Written task
Which lines of the records contain the word "coordinates"? Pull out each of those lines in full.

Start

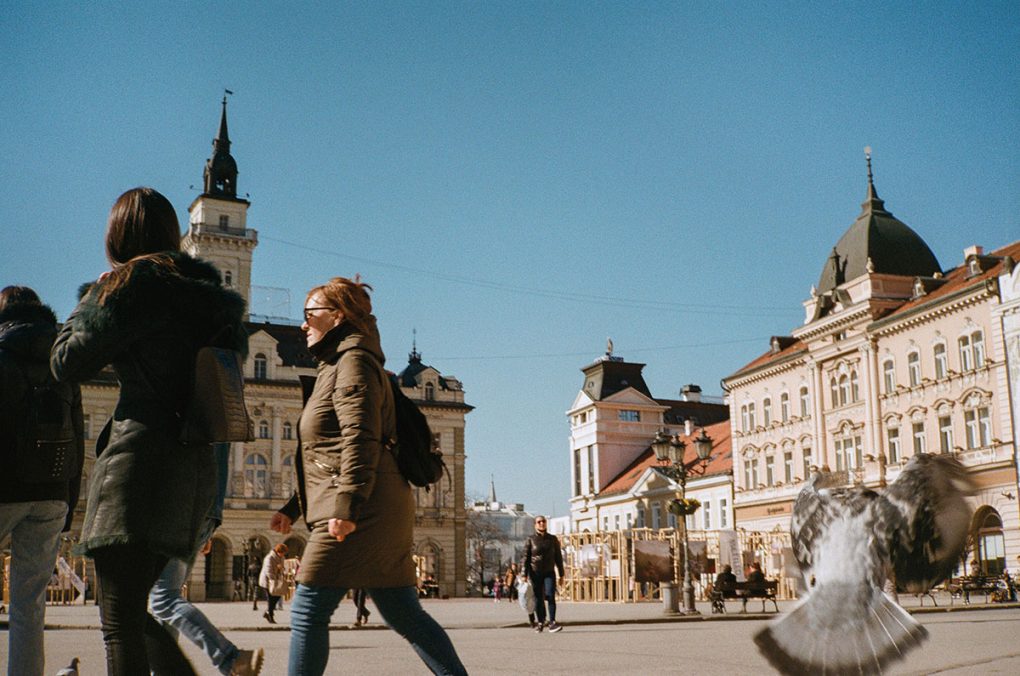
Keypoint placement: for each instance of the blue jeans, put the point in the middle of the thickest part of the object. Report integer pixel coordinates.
(545, 592)
(173, 611)
(35, 530)
(312, 607)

End

Finished task
Keypoint placement: for each instance of the blue jeans, put the point in the middle of the thickest part of the object. Report integer pixel coordinates.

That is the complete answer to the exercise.